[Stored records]
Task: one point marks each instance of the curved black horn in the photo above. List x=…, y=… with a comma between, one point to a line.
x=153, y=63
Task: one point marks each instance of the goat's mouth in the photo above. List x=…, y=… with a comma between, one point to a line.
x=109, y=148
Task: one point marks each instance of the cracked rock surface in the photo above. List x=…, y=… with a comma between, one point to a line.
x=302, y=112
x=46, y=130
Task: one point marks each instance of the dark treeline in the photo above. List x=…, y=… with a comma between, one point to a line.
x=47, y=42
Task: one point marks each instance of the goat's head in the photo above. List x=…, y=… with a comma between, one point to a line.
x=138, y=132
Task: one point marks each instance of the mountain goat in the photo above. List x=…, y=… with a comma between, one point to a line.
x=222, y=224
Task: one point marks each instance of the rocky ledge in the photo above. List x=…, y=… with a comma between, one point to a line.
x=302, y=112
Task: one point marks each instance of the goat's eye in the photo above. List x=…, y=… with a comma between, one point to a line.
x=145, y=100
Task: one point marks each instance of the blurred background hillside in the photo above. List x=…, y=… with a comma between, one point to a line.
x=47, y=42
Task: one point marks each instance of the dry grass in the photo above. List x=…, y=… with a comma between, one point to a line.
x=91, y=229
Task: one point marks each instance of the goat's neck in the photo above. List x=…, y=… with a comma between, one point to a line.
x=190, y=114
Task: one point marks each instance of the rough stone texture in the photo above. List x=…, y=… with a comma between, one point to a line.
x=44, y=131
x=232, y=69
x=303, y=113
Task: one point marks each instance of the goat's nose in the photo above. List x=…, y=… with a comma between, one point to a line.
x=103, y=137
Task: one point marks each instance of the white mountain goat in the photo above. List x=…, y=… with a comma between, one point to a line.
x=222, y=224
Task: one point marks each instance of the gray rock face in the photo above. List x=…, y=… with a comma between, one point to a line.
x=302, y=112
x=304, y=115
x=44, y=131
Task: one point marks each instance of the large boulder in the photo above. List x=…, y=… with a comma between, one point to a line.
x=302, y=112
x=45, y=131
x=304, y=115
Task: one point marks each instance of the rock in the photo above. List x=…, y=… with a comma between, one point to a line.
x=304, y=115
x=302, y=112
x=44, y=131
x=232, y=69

▶ **Task statement**
Please repeat the data above verbatim, all of it.

▶ **Response below**
Task: one point marks each instance of the curved black horn in the photo above. List x=…, y=… with a comma between, one point to a line.
x=153, y=63
Task: one point marks each instance of the goat's mouth in the photo above. List x=…, y=… with a comma between, one point to a line.
x=109, y=148
Task: one point marks each instance of the cracked rock surface in the photo above. List x=…, y=… with a comma between, one point to a line.
x=302, y=112
x=46, y=130
Task: one point marks each instance of the dark treeline in the photo above. List x=…, y=… with a comma between, one point to a line.
x=47, y=42
Task: one point marks each instance of the goat's head in the photo above. List x=…, y=… with a comma between, one point to a line.
x=138, y=132
Task: one point marks each instance of the mountain goat in the photo above. List x=…, y=… with a comma between, one point to a line.
x=222, y=224
Task: one point marks each instance of the rocky ledge in the photo above. List x=…, y=… with a comma between, one point to a line.
x=302, y=112
Task: one point marks each instance of the goat's eye in the photo above. List x=…, y=… with a comma between, one point to a line.
x=145, y=100
Task: one point marks each instance of the blurred background hillside in the photo above. List x=…, y=… with a comma between, one point to a line.
x=47, y=42
Task: one point marks each instance of the dry grass in the photo above. List x=…, y=… with a comma between, one point to a line.
x=91, y=229
Task: one point marks each instance of the goat's neck in the photo above. List x=…, y=… with a comma between, one point to a line.
x=190, y=114
Task: one point marks each instance of the rough stone texture in the photo above. List x=…, y=… with a comma between, one point to a line.
x=44, y=131
x=232, y=69
x=303, y=113
Task: one point marks each instance of the goat's nose in the photo above. List x=…, y=… with a comma between, one point to a line.
x=103, y=137
Task: one point marks each instance of the white mountain goat in the photo above. List x=…, y=… with a comma between, one point to a line.
x=222, y=224
Task: one point marks each instance of the gray rock face in the photo above. List x=…, y=… with a comma between, one point to a line.
x=302, y=112
x=304, y=115
x=44, y=131
Task: one point marks each instance of the large boulder in the photo above. List x=…, y=… with a comma between, one point to a line.
x=302, y=112
x=45, y=131
x=304, y=115
Task: one point marks each instance of the rock in the photo above. List x=…, y=… with a comma between, one point to a line.
x=304, y=115
x=302, y=112
x=44, y=131
x=232, y=69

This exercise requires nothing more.